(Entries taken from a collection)
----
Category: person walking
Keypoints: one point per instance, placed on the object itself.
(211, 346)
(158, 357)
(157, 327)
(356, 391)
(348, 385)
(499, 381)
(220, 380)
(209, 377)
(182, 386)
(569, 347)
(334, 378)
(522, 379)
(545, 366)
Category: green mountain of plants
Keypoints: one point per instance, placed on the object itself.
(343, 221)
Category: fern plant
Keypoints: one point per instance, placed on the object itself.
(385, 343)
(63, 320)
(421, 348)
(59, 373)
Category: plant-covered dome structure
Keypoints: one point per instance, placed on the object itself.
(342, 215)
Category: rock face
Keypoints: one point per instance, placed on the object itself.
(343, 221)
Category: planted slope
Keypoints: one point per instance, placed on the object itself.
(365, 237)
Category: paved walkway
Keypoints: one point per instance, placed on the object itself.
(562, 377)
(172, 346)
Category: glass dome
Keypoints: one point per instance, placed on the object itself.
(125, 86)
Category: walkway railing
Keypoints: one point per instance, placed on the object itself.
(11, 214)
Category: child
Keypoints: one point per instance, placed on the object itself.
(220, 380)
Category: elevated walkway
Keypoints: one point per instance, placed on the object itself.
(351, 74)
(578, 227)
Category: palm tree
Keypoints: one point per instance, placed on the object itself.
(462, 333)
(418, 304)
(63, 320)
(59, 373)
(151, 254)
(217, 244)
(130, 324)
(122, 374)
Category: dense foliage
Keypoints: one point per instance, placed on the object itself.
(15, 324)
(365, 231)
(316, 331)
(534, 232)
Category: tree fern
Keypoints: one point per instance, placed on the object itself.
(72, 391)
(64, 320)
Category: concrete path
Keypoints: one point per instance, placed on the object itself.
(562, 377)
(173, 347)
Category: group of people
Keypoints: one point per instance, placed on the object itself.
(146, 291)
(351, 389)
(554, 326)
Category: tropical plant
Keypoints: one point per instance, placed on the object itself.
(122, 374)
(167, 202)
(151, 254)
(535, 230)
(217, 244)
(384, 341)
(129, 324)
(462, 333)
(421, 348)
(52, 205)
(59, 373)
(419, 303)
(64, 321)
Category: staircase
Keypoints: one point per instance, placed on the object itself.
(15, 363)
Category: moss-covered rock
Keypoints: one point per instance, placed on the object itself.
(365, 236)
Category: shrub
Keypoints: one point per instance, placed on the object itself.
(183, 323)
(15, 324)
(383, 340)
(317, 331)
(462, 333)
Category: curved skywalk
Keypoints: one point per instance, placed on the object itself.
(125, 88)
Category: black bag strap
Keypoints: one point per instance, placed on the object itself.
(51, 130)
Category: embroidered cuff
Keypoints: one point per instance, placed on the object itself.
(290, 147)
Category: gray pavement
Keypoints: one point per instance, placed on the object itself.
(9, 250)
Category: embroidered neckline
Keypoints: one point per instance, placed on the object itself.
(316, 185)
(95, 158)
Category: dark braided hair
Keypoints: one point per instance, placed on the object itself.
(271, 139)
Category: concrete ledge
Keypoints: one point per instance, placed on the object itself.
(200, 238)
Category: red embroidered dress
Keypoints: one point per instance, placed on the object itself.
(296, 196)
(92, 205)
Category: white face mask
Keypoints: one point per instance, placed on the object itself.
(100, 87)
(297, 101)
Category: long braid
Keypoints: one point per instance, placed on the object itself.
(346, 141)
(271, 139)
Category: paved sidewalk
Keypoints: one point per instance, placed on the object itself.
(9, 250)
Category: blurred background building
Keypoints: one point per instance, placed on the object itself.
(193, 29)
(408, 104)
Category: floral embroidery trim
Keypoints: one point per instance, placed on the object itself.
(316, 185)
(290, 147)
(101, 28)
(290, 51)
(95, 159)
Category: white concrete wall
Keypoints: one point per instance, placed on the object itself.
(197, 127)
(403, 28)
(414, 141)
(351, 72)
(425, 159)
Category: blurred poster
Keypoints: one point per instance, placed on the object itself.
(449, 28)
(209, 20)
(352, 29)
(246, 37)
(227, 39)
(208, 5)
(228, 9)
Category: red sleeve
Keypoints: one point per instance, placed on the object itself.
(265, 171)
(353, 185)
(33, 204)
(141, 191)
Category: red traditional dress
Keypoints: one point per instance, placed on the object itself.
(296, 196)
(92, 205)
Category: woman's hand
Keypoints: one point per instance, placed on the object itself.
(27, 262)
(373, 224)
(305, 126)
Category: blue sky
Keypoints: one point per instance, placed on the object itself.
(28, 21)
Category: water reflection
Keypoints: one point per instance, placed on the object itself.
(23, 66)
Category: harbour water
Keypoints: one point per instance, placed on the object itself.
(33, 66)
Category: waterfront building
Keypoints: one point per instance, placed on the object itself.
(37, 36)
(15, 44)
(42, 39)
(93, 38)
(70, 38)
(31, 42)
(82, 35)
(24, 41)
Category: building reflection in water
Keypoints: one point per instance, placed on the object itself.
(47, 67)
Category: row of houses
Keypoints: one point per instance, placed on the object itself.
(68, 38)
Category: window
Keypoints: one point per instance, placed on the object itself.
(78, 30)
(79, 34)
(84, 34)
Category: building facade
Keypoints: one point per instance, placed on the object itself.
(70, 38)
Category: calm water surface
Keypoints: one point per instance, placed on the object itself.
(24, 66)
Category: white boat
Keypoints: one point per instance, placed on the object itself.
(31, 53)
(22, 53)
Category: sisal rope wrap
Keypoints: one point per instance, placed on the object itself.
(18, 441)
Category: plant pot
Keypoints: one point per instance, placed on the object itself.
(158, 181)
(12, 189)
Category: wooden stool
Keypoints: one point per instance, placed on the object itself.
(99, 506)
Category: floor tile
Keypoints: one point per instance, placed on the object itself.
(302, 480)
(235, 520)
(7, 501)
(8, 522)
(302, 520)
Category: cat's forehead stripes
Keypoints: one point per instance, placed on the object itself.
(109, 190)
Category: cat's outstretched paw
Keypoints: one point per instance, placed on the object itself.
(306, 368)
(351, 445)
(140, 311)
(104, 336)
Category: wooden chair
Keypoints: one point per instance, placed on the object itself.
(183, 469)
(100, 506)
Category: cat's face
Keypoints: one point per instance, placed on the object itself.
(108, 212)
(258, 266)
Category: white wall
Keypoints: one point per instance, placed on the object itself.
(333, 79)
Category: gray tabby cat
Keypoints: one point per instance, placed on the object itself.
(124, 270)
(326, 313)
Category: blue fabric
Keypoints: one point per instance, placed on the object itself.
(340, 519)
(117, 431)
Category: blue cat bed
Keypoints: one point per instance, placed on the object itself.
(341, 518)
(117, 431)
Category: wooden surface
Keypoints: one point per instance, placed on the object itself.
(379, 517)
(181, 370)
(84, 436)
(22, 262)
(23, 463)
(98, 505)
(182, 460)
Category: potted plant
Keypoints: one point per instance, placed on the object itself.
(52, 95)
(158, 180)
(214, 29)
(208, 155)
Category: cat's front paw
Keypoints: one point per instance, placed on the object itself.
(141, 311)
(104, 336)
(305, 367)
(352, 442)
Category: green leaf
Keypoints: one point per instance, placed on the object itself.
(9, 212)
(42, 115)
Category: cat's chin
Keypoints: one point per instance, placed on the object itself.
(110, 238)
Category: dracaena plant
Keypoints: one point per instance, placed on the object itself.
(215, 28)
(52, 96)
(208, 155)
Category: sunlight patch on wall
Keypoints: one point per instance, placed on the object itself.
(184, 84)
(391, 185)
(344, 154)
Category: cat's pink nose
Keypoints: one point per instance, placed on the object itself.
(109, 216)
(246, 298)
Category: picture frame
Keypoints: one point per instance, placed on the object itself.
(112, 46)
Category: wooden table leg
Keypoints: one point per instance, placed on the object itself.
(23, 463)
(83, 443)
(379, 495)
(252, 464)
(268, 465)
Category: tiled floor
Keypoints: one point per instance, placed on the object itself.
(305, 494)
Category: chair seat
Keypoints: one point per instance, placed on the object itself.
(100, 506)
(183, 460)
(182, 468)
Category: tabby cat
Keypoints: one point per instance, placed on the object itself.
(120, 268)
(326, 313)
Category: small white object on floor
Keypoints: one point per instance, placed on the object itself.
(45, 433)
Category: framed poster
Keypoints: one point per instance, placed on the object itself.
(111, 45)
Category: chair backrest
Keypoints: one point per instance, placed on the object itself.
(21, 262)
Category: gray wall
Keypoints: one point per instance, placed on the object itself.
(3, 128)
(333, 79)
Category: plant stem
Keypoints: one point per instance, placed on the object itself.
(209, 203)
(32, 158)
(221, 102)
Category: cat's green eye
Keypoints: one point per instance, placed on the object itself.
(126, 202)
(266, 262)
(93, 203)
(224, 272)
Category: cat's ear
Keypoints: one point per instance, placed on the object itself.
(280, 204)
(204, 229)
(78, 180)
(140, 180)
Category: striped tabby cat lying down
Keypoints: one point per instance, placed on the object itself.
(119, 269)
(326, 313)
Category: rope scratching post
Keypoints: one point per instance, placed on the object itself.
----
### TASK STATEMENT
The answer must hold only the lines from the first line of the data through the line bearing "Category: green mountain of plants", returned exactly.

### RESULT FOR THIS TASK
Category: person walking
Keypoints: one point per instance, placed on the object itself.
(211, 346)
(158, 357)
(157, 327)
(356, 391)
(348, 385)
(499, 381)
(220, 380)
(209, 377)
(182, 386)
(569, 347)
(334, 378)
(522, 379)
(545, 366)
Category: green mountain of plants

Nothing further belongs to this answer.